Point annotation dataset items:
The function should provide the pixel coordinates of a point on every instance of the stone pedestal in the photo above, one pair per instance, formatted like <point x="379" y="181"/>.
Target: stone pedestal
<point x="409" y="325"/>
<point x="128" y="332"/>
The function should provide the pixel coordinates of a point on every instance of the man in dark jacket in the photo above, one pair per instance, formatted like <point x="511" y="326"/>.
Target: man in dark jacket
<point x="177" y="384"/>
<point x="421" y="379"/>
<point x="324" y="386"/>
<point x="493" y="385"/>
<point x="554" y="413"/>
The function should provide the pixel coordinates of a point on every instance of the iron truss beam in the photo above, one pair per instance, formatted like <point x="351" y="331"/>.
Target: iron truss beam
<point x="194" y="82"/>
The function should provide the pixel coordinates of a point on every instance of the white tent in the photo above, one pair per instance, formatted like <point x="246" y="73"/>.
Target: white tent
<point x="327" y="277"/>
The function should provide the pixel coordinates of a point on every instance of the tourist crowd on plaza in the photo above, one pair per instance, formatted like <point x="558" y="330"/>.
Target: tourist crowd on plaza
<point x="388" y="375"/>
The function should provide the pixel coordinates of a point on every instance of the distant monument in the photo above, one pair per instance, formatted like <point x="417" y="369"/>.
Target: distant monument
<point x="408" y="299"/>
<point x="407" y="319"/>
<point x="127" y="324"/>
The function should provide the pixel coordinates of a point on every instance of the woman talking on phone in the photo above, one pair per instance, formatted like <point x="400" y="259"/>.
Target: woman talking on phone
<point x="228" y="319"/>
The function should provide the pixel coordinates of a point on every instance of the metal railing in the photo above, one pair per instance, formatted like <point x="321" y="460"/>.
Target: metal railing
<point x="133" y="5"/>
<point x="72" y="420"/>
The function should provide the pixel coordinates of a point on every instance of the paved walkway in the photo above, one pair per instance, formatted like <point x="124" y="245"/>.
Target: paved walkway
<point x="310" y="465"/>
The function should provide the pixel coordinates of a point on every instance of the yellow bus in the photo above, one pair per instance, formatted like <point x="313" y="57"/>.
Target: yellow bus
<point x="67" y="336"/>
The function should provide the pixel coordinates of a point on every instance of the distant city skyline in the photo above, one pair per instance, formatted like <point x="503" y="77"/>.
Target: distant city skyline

▸ Task directions
Recast the lines of the items, from the line with "of the yellow" through the end of the items, as a numbered list. Leave out any blank lines.

▸ The result
1. The function should provide the pixel coordinates of a point on every instance of the yellow bus in the photo above, one pair per instance, formatted like <point x="313" y="57"/>.
2. Target: yellow bus
3. <point x="67" y="336"/>
4. The function should provide the pixel coordinates of a point on every instance of the distant city skyline in the photo above, one pair per instance, formatted like <point x="503" y="77"/>.
5. Target: distant city skyline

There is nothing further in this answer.